Texto de lectura:
Esta situación fue sacada de contexto y deformada por la llamada «leyenda negra», la cual a pesar de haber sido desmentida por la historiografía seria, sigue siendo sostenida por algunos. Un ejemplo de la moderna versión de la «leyenda negra», tocante, ya con el mero insulto, ya con lo ridículo, es el de la arqueóloga Laurette Séjourné, distinguida pero cargada de prejuicios, publicada en la Historia Universal, (tomo I, América Latina, Antiguas culturas precolombinas) que, en varias lenguas publica la Editorial Siglo XXI.


El caballero-conquistador, personalísimo en todo, en la resolución y en el combate, estaba en las antípodas del liberalismo capitalista que ha vuelto autosuficientes los bienes de este mundo; estaba también en las antípodas del socialismo colectivista en el cual su personalismo quijotesco carece de sentido. Por eso, este caballero-cristiano-conquistador es repudiado, hoy, en todo el mundo porque todo el orbe ha sido dominado por aquellas dos concepciones del mundo cuyos últimos fundamentos son los mismos.

Es natural, pues, el rechazo; pero por completo injusto. Como bien dice el ya citado Morales Padrón, “Ni leyenda negra ni rosa. América había de conquistarse tal como se hizo. Los hombres que allí fueron no eran una pandilla de asesinos desalmados; eran unos tipos humanos que actuaban al influjo del ambiente, determinados por una época, por las circunstancias, por el enemigo, por su propio horizonte histórico. La conquista puso al rojo todas las virtudes y defectos de la raza”.

Datos:
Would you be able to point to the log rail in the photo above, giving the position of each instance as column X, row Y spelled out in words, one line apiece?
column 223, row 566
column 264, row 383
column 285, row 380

Qué entregar: Determine si cada afirmación concuerda con el texto sobre la leyenda negra, respondiendo sí o no y citando textualmente las palabras que lo deciden. (a) La «leyenda negra» ha sido desmentida por la historiografía seria. (b) El caballero-conquistador estaba próximo al socialismo colectivista. (c) Según Morales Padrón, los conquistadores eran una pandilla de asesinos desalmados.

Respuesta del ejercicio:
(a) Sí: «a pesar de haber sido desmentida por la historiografía seria».
(b) No: «estaba también en las antípodas del socialismo colectivista».
(c) No: «no eran una pandilla de asesinos desalmados».